> **WHAT YOU WILL DO**
Copy each line exactly.

——

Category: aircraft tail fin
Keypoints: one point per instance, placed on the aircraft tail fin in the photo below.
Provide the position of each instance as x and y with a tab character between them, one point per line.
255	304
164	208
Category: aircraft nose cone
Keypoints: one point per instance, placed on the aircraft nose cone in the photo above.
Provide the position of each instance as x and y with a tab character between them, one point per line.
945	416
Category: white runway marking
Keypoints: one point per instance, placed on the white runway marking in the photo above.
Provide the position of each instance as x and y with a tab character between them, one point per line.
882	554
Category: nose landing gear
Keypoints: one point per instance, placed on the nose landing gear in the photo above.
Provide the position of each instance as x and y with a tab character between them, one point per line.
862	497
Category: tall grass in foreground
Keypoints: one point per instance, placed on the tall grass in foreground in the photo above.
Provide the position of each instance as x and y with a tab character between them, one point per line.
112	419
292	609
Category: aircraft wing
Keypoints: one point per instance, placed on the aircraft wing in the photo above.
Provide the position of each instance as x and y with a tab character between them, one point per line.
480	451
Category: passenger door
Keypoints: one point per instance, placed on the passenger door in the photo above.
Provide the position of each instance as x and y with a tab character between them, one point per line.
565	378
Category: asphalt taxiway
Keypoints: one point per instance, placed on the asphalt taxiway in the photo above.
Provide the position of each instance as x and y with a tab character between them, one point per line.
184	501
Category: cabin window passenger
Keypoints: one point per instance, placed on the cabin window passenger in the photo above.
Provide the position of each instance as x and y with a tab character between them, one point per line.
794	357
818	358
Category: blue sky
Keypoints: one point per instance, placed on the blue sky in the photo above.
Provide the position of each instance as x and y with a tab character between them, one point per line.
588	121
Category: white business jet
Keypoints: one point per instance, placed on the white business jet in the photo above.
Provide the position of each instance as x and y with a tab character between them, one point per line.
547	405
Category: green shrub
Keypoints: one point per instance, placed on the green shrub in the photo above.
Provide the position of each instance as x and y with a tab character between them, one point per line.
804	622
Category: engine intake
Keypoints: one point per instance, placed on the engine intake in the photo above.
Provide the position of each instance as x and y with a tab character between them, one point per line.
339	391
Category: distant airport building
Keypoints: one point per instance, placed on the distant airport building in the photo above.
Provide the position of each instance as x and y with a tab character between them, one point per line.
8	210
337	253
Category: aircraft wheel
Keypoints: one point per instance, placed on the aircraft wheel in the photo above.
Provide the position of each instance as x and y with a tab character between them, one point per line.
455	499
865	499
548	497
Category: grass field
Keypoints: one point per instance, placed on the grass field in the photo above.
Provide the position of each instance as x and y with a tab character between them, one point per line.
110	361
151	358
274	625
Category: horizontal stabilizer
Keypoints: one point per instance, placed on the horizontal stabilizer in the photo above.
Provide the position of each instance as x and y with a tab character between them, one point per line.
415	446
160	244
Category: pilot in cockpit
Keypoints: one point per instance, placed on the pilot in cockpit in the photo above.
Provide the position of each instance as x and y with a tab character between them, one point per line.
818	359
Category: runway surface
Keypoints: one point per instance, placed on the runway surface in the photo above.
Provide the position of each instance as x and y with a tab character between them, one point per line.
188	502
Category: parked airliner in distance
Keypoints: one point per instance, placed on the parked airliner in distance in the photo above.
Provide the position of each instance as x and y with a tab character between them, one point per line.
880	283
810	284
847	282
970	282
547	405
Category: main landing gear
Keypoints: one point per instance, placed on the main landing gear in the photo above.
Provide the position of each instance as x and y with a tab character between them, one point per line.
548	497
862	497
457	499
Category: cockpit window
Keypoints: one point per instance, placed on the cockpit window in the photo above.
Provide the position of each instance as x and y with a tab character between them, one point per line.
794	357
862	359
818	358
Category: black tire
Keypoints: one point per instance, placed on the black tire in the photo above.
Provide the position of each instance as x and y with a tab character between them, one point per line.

——

> **RESPONSE TO THE TASK**
Category: aircraft tail fin
Keypoints: one point per instance, placed on the aircraft tail fin in the photo below.
Provide the position of each instance as x and y with a tab character between them, one point per line.
255	304
164	208
Category: aircraft nose cone
Keypoints: one point per instance, placed on the aircraft nose cone in the photo above.
Provide the position of each instance as x and y with a tab character between them, one point per line.
945	416
Category: white runway marking
Keypoints: one point per instance, placed on the white runway marking in the photo above.
Provide the position of each instance as x and y with a tab character between them, one point per line.
882	554
Category: nose landing gear
Keypoints: one point per instance, placed on the nose landing gear in the photo above.
Provide the position of each instance as x and y with a tab character between them, one point per line.
862	497
Category: tall grass in foreground
Keypoints: one point per instance, placed on the tall grass in foreground in the photo above.
Provide the position of each instance as x and y with a tab character between them, one point per line.
112	419
292	609
Category: aircraft wing
Keypoints: one point per instance, placed on the aircraft wing in the photo above.
Provide the position of each instance as x and y with a tab character between them, one point per line.
480	451
Category: passenger door
Keypoints: one point per instance, placed on the passenger door in the photo above.
Provide the position of each instance as x and y with a tab character between them, one point per line.
565	378
Category: asphalt taxiway
Keypoints: one point per instance, placed on the asphalt taxiway in the photo above.
Provide the position of each instance as x and y with a tab character between them, one point per line.
184	501
Category: cabin window passenger
Keypoints: one point per instance, placed on the cabin window passenger in the photo above.
Provide the position of each instance as x and y with a tab character between them, one point per line.
794	357
818	358
Category: blue sky
Keypoints: one point per instance, placed on the blue sky in the photo above.
Provide the position of each instance as x and y with a tab character between them, one point per line.
588	121
Category: white business jet
Keypoints: one point per instance, placed on the white business jet in the photo above.
Provide the position of each instance as x and y with a tab character between them, one point per line.
547	405
Category: green shrub
Keypoints: one point per instance, placed on the green shrub in the photo above.
Provide the position of each instance as x and y with a tab character between them, one point per line.
804	622
Category: engine intake
Keypoints: one point per instance, placed on the engine intake in the photo above.
Provide the position of each instance as x and y with a tab character between them, one point per line.
339	391
Category: distant airport building
Keypoints: one point per instance, placed on the distant airport building in the photo above.
Provide the position of each instance as x and y with a tab character between them, one point per line.
8	210
337	253
Category: aircraft wheel
Keypoints: one point per instance, placed on the aircraft wheel in the photo above.
Provide the position of each instance as x and y with a tab character between them, one point per line.
455	499
865	499
548	497
Category: grass field
Keypoints: one point per instance, placed on the grass field in the photo above.
Provide the position of each instance as x and y with a tab character between them, one point per line.
110	361
151	358
274	625
Category: horizontal stabilizer
Keypoints: one point per instance, placed on the horizontal stabilizer in the photo above.
Provide the position of each instance as x and y with a tab character between them, one point per line.
415	446
160	244
Category: pilot in cockpit
Keypoints: one point per instance, placed on the pilot in cockpit in the photo above.
Provide the position of each instance as x and y with a tab character between them, one point per line.
818	359
Category: runway surface
Keypoints: one point per instance, placed on the runway surface in the photo above.
Provide the position of each instance as x and y with a tab character between them, one point per line.
188	502
Category: parked airliner in distance
Keypoints: one point per instance, placed on the parked airliner in distance in the photo above.
Provide the position of each instance as x and y with a tab character between them, one point per line.
880	283
810	284
847	282
970	282
547	405
Category: main landing gear
Keypoints: one point per instance, placed on the main landing gear in the photo above.
Provide the position of each instance as x and y with a tab character between them, one point per line.
548	497
862	497
457	499
Category: cockpit window
Keypoints: one point per instance, placed on the cockpit window in the photo above.
Provide the position of each instance as x and y with a tab character between them, one point per line.
794	357
862	359
818	358
Category: black tire
Keypoints: one point per instance, placed on the black tire in the photo above.
Provide the position of each instance as x and y with a tab character between them, one point per line.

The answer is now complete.